▶ _Records_:

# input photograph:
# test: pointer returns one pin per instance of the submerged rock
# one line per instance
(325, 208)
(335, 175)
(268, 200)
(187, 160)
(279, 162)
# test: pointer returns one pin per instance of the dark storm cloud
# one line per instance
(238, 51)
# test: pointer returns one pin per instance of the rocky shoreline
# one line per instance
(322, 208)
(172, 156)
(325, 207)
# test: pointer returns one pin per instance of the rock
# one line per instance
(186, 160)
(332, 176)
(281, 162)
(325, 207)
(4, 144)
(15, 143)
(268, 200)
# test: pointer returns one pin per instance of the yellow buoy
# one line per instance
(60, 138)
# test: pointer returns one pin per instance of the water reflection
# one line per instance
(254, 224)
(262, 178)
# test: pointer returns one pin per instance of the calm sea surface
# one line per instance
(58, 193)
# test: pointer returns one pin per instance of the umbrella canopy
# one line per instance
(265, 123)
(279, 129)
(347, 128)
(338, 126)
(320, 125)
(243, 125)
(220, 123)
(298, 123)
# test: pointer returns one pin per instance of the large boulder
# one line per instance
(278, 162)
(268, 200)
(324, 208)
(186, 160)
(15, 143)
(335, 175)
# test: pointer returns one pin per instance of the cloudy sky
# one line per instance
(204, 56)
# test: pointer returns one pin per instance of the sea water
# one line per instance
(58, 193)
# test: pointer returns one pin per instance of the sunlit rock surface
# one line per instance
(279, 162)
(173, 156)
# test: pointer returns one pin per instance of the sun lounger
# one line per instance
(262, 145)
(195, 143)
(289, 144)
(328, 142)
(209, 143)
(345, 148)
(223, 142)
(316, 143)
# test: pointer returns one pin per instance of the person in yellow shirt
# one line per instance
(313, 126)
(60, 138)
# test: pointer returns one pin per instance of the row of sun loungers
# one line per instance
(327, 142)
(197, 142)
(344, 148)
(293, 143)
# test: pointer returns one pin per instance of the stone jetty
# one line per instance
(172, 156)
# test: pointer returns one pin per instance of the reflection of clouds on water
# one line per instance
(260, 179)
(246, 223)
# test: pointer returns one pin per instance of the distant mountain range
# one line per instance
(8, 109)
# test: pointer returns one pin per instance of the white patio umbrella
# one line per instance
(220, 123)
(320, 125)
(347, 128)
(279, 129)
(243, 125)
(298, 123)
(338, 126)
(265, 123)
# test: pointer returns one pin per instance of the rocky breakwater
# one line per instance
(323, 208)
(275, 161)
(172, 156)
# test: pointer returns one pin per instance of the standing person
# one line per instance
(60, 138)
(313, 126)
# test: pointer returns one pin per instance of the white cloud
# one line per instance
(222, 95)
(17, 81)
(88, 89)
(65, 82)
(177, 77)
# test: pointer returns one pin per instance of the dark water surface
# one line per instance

▶ _Short exercise_: Can you copy everything from the line containing "the white cloud" down to the end of the records, keeping every character unchanged?

▶ _Exercise result_:
# test: pointer returns one pin per instance of the white cloud
# one line per instance
(222, 95)
(17, 81)
(88, 89)
(65, 82)
(177, 77)
# test: pointer returns one pin per instance of the dark water surface
# one line per instance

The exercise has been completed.